→ THE INPUT:
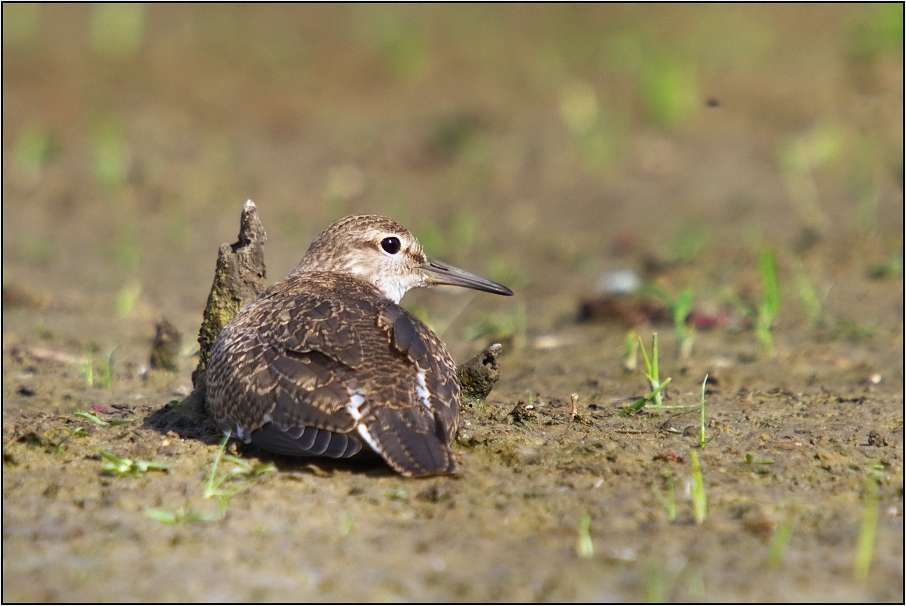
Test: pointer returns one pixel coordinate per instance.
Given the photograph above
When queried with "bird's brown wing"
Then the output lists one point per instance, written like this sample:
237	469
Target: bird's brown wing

→ TASK STATEMENT: Drop the pictures, then repeat the material word for word.

→ SOLUTION FOR THIS TASK:
Test: pointer returns one pixel coordinate per instance.
Given the photograph above
When queried with "bird's brown wing"
Then the output lists one point per instance, written like this sample:
237	469
Target: bird's brown wing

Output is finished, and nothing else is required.